Carl-Mikael Suomivuori
Assistant ProfessorCards
About
Research
Overview
The mission of the Suomivuori lab is to uncover atomic‑level mechanisms in biology for the development of safer, more effective drugs. The lab uses state-of-the-art computational methods, including all-atom molecular dynamics (MD) simulations, quantum chemical calculations, machine learning–based structure prediction, as well as large-scale virtual screening and other in silico drug discovery tools, to drive complementary experimental work—the results of which, in turn, closely guide the computational work.
Enabling safer, more effective drugs through the rational modulation of binding kinetics. Compared to conventional measures, such as a drug’s binding affinity for its receptor, a drug’s binding kinetics—the rates at which the drug binds to and unbinds from its receptor—can better predict how well that drug works in a living system. However, despite the promise of safer, more effective drugs, rationally optimizing a drug’s binding kinetics remains an unsolved challenge, mainly because doing so requires characterizing not only the bound and unbound states (which determine affinity), but also the binding pathway. To achieve the rational design of ligands with desired binding kinetics, we combine advanced MD simulations—which can uniquely reveal binding pathways at atomic-level resolution—with efforts in medicinal chemistry (to synthesize designed ligands) and pharmacology (to experimentally measure the kinetics). We focus on G protein–coupled receptors (GPCRs)—the single largest class of drug targets—such as serotonin, dopamine, and opioid receptors (the targets of, e.g., psychedelics, antipsychotics, and opioid painkillers, respectively).

> WORK REQUEST 1
According to the lab overview, which class of proteins is the single largest class of drug targets?
> WORK REQUEST 2
Reproduce the lab overview verbatim from "Carl-Mikael Suomivuori" to "the computational work.".

> THE DATA
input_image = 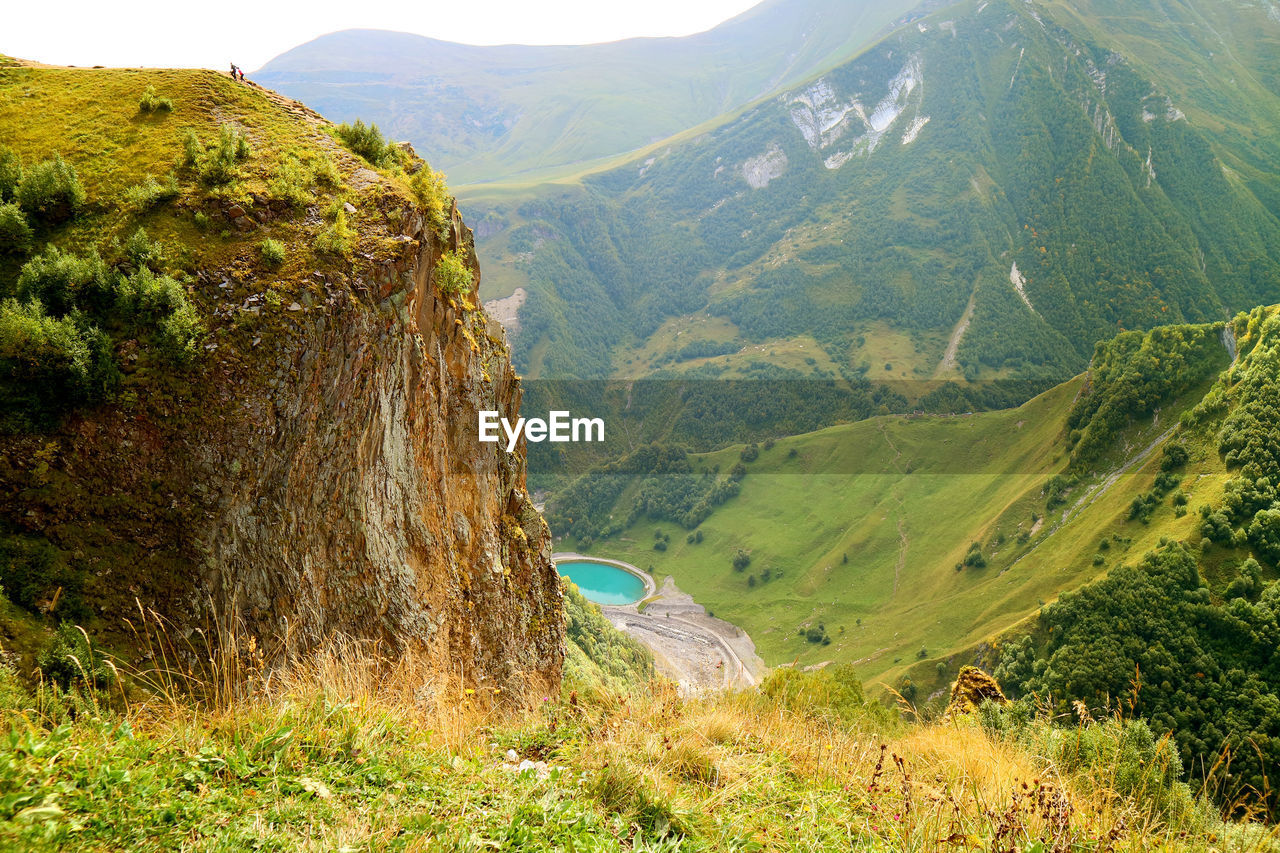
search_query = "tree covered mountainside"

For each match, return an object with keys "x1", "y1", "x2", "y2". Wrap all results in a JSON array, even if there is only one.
[
  {"x1": 565, "y1": 307, "x2": 1280, "y2": 816},
  {"x1": 462, "y1": 0, "x2": 1280, "y2": 379},
  {"x1": 253, "y1": 0, "x2": 919, "y2": 183}
]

> WRITTEN REPLY 1
G protein–coupled receptors (GPCRs).

> WRITTEN REPLY 2
Carl-Mikael Suomivuori
Assistant ProfessorCards
About
Research
Overview
The mission of the Suomivuori lab is to uncover atomic‑level mechanisms in biology for the development of safer, more effective drugs. The lab uses state-of-the-art computational methods, including all-atom molecular dynamics (MD) simulations, quantum chemical calculations, machine learning–based structure prediction, as well as large-scale virtual screening and other in silico drug discovery tools, to drive complementary experimental work—the results of which, in turn, closely guide the computational work.